Task statement
Starting at the line that holds "Task: point to each instance of the man in red" and stopping at the line that holds "Task: point to each instance of the red", restate the records below word for word, with both of those lines included.

Data for review
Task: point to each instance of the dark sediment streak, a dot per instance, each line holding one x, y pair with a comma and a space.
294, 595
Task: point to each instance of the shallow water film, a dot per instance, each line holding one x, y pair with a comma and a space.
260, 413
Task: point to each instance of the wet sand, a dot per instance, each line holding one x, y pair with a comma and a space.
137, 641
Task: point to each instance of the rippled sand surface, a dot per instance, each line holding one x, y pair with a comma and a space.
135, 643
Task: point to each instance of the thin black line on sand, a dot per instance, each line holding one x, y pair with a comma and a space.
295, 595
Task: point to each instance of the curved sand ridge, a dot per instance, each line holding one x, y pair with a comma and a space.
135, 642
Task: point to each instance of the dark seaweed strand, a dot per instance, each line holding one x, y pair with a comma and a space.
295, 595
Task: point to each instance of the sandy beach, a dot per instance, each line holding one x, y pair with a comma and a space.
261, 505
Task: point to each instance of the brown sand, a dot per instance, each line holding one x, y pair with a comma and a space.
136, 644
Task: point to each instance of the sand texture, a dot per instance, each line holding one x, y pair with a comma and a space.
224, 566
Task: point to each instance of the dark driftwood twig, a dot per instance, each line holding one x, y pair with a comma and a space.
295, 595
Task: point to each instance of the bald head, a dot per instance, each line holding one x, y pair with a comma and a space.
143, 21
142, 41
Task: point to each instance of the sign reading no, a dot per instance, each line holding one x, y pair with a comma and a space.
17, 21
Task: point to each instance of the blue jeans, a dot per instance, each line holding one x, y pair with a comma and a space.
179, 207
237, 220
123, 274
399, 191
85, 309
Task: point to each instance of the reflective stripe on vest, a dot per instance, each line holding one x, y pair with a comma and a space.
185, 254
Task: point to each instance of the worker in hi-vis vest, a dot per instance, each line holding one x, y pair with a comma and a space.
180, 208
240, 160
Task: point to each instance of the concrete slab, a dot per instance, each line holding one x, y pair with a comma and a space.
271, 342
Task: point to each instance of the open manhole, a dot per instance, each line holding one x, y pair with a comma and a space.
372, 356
* * *
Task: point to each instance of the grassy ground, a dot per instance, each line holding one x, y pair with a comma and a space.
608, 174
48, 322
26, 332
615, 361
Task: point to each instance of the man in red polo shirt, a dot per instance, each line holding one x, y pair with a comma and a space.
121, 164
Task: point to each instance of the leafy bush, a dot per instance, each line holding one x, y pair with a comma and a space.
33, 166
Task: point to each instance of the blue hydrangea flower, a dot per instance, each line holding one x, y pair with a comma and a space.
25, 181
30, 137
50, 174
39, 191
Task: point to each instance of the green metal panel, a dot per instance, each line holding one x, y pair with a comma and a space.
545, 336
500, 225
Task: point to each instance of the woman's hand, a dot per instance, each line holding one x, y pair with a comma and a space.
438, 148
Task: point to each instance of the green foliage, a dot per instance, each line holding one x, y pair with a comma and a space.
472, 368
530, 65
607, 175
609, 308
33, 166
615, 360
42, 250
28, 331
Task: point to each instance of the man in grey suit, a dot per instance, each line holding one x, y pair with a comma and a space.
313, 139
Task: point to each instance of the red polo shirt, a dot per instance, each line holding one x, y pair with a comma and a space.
==
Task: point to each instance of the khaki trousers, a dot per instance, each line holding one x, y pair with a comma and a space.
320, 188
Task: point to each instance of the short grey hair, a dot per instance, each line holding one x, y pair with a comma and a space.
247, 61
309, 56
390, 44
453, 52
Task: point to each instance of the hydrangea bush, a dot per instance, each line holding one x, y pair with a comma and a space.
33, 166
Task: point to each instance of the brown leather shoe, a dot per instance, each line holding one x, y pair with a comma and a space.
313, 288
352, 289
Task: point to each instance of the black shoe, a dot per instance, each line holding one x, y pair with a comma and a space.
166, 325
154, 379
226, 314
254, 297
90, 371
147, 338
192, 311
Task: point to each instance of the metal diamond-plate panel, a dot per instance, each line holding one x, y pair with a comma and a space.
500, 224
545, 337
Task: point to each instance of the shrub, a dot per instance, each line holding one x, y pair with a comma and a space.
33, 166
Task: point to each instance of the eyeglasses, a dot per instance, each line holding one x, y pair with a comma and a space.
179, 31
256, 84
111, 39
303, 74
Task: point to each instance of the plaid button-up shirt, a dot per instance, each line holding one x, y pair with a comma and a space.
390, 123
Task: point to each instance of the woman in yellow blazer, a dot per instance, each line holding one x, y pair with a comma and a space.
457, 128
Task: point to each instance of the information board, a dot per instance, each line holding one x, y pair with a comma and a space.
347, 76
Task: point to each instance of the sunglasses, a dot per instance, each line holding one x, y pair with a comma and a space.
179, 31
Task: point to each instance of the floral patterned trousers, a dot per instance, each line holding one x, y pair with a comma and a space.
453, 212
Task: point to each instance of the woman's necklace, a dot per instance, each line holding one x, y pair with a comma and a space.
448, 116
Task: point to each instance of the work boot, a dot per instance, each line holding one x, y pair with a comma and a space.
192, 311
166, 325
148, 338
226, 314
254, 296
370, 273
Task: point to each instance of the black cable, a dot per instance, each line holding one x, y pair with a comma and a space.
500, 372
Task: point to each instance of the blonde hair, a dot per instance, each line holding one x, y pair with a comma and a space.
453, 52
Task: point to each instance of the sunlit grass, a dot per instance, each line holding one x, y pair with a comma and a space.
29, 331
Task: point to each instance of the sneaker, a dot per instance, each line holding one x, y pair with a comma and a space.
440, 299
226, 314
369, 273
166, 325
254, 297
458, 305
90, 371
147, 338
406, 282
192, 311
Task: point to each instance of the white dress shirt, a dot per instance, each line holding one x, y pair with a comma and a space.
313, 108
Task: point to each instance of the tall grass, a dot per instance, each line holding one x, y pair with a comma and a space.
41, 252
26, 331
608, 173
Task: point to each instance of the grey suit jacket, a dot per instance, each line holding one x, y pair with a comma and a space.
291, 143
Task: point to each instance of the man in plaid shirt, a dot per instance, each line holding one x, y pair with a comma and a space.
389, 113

Reply to the task
Task: point to each instance of the man in red polo shirt, a dot per instance, each line holding one x, y pair with a comma and a space.
121, 164
Task: point to each instance of the leafy bush, a dot per instance, each line holding one x, y pair with a comma and a space.
33, 166
Task: point to each instance of the blue hydrangea flower, a dot per instance, each line holding one x, y pair with a comma and a space.
25, 181
30, 137
50, 174
39, 191
Task: point to each instance of the green metal panel, a dot per instance, each line holding one x, y pair with a comma and a space.
545, 336
500, 225
Task: point to each instance of the woman's hand, a dot per instance, each line holding one x, y pair with a comma and a space.
438, 148
Task: point to each instance of the green foliage, a dot per instance, each line holding one x, y pair with a comma and a space.
472, 368
530, 65
607, 175
609, 308
33, 166
615, 360
42, 250
28, 331
Task: point to each instance of the man in grey suit, a dot per instance, each line holding one x, y pair with a comma and a space.
313, 139
Task: point to each instance of the red polo shirt, a dot per instance, each line holding one x, y pair with a comma and a space.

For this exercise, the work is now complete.